Data to examine ->
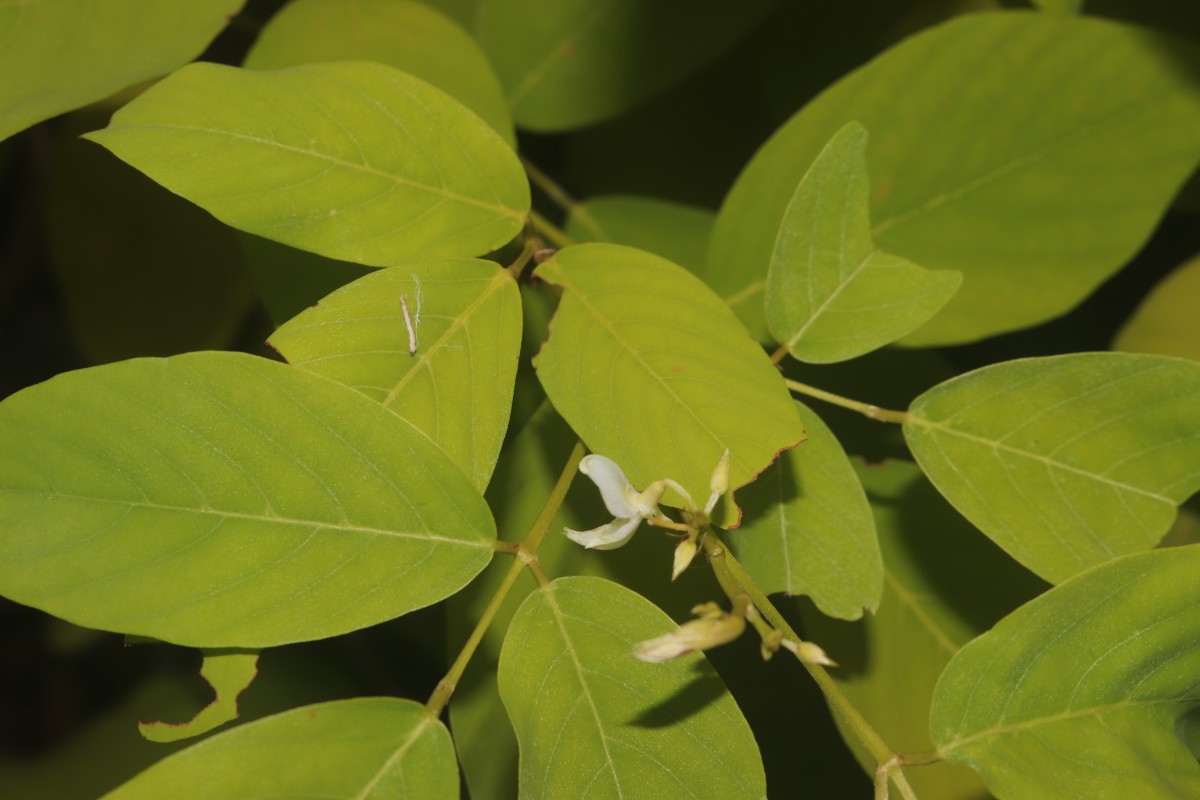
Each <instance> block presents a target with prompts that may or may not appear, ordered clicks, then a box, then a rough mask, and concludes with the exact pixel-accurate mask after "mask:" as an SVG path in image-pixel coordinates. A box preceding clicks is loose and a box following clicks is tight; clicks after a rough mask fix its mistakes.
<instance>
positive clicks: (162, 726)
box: [138, 650, 258, 742]
mask: <svg viewBox="0 0 1200 800" xmlns="http://www.w3.org/2000/svg"><path fill="white" fill-rule="evenodd" d="M257 675H258V650H206V651H205V652H204V661H203V663H202V664H200V678H203V679H204V680H206V681H208V684H209V686H211V687H212V693H214V694H215V698H214V700H212V702H211V703H210V704H208V705H205V706H204V708H203V709H200V711H199V712H198V714H197V715H196V716H193V717H192V718H191V720H188V721H187V722H139V723H138V730H139V732H140V733H142V735H143V736H145V738H146V739H149V740H150V741H160V742H167V741H179V740H181V739H190V738H192V736H202V735H204V734H206V733H208V732H210V730H212V729H215V728H218V727H221V726H223V724H224V723H226V722H229V721H230V720H236V718H238V696H239V694H241V693H242V691H245V688H246V687H247V686H250V684H251V681H252V680H254V678H256V676H257Z"/></svg>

Task prompt -> Please repeat, with no pictures, each line from the start of the records above through the line with "positive clicks: (162, 726)", inclusive, and only those.

Finished task ->
Each <instance> block presents a target with prompts that may or may not appear, ordered clicks, then a box, then a rough mask, and concludes with the exact pixel-accurate mask after "mask:" as an SVG path in image-pixel coordinates. A box preceding clicks is loose and a box following clicks is tight; clicks after a rough mask fix its mistakes.
<instance>
positive clicks: (162, 726)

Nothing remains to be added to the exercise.